Saved entries:
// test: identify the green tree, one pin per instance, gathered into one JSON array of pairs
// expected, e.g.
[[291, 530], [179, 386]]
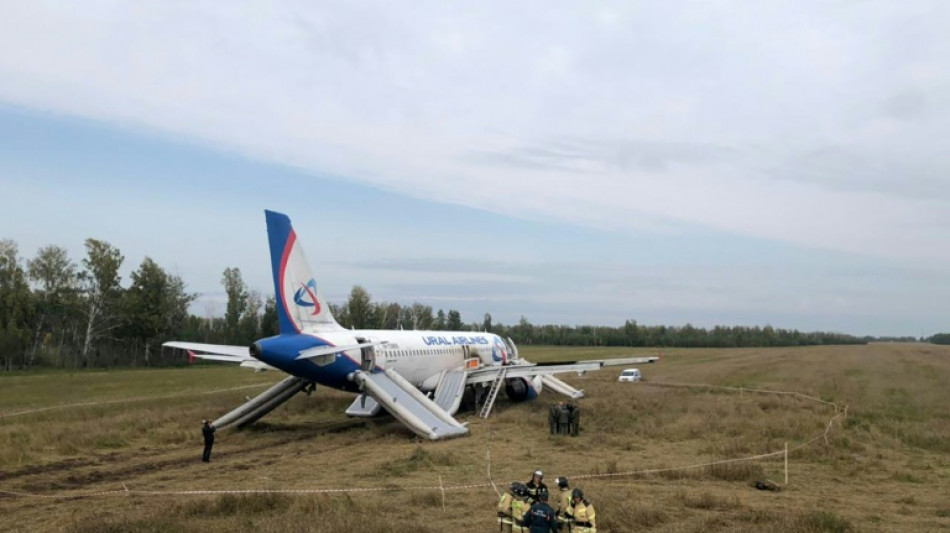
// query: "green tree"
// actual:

### The problem
Exclude images and repeat all entries exactly.

### Finished task
// test: identify the green tree, one pin per instance, gathered into one JSON array of pairs
// expected, e.g.
[[291, 530], [179, 386]]
// query: "green tree"
// actual:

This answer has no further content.